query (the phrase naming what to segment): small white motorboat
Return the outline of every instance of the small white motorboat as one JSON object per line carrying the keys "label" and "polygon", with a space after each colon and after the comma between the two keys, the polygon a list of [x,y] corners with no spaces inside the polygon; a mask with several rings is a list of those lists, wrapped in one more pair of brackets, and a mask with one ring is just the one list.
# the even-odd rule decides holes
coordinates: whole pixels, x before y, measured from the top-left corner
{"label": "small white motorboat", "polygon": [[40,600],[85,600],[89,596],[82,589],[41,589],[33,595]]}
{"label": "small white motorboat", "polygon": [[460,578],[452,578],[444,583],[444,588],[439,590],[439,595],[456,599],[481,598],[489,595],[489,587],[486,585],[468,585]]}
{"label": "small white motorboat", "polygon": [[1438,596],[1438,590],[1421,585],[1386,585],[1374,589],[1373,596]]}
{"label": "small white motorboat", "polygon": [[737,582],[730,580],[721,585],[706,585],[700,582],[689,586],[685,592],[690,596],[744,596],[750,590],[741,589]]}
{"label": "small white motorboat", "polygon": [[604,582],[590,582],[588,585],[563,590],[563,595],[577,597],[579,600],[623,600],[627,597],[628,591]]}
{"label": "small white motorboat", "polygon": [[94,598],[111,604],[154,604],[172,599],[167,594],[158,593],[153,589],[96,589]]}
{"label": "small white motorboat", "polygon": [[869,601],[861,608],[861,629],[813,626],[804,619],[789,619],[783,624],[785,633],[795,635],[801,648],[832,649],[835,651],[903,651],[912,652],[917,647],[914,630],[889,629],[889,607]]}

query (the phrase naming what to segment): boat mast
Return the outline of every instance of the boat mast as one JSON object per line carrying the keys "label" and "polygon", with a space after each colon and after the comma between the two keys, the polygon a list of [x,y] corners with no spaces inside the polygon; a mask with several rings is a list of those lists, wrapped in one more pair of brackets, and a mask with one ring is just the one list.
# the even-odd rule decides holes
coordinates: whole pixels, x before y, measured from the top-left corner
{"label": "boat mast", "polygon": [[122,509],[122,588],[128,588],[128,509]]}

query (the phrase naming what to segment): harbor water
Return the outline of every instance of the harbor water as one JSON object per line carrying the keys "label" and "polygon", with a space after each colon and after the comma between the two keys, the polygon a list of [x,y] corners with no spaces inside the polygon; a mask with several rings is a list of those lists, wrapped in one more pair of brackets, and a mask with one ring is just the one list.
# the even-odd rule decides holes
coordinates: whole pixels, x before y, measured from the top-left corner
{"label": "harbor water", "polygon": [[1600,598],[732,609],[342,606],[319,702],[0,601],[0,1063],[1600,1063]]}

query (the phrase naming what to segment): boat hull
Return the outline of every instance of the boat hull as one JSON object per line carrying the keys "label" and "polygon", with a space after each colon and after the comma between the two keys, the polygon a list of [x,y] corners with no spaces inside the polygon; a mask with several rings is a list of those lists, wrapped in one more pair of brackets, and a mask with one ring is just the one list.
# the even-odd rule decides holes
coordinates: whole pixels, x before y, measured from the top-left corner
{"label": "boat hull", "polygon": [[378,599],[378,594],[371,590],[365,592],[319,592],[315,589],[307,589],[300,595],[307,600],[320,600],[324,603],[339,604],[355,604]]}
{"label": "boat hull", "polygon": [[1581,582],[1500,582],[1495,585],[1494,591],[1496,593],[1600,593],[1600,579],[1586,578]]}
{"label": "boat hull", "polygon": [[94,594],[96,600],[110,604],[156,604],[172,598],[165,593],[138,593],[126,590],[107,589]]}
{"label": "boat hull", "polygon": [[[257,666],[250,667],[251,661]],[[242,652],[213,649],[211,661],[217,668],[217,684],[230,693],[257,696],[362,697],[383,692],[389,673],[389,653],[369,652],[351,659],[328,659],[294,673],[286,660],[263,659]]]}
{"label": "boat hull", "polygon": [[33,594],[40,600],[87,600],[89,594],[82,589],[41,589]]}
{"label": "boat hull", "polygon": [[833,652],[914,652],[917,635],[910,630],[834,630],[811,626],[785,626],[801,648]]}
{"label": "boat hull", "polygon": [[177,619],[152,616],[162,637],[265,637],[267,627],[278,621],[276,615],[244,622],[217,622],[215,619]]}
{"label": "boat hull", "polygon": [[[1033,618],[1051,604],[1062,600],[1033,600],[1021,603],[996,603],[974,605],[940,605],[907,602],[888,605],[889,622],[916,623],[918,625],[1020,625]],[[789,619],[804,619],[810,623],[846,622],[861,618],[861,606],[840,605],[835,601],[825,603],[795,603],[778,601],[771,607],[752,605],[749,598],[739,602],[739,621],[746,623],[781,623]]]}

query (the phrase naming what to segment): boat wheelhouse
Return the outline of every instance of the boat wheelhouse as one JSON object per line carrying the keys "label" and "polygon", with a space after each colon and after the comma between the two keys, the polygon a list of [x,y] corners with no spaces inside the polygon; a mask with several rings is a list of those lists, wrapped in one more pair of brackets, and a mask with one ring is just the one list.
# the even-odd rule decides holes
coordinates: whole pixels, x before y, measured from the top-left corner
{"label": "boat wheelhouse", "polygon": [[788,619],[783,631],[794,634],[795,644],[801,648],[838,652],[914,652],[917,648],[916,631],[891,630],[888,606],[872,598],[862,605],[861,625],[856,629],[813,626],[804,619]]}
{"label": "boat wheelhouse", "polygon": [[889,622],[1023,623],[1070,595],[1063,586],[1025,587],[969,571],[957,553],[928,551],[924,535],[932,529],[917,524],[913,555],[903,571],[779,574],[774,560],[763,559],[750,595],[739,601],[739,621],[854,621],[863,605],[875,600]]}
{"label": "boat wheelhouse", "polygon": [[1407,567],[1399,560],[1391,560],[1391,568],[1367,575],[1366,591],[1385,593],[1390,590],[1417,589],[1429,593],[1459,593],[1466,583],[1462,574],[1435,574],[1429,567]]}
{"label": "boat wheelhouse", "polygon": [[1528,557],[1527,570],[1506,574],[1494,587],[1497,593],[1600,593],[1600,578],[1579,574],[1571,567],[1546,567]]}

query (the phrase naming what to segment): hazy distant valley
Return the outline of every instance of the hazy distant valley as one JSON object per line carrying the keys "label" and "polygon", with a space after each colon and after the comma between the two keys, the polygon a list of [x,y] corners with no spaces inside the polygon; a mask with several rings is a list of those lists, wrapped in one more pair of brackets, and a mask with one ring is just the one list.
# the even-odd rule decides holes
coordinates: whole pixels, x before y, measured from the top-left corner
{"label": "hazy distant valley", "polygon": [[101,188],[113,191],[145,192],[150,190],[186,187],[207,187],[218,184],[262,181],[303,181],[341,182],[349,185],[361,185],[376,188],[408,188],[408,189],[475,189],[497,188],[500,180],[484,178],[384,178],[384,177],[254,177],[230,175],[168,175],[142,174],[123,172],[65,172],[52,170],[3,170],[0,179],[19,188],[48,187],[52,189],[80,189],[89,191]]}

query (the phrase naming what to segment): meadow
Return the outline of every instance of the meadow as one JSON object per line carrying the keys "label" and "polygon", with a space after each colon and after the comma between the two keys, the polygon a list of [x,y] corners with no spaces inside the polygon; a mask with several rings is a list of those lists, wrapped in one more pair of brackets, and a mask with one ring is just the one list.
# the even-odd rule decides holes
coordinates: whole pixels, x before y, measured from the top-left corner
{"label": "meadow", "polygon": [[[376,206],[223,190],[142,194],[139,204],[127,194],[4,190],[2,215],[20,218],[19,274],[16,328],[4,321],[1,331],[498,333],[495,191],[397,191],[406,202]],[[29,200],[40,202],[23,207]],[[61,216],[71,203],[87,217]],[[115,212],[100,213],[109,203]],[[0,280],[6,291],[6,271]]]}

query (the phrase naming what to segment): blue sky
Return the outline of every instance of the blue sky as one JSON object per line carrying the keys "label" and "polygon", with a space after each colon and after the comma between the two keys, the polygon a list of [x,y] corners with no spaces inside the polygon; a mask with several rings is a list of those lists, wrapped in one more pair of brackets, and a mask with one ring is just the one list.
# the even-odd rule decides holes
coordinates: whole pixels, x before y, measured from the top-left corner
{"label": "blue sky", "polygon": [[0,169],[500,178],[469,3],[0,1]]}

◇ ◇ ◇ ◇

YOUR INSTRUCTIONS:
Each line of the entries that contains the word "what" should be listed.

TASK RESPONSE:
query (the phrase naming what to segment): small white motorboat
query (the phrase naming what to segment): boat mast
query (the phrase naming what to segment): harbor water
query (the phrase naming what to segment): boat hull
query (the phrase naming what to segment): boat wheelhouse
query (the phrase naming what to segment): hazy distant valley
query (the phrase naming what to segment): meadow
query (the phrase naming what to segment): blue sky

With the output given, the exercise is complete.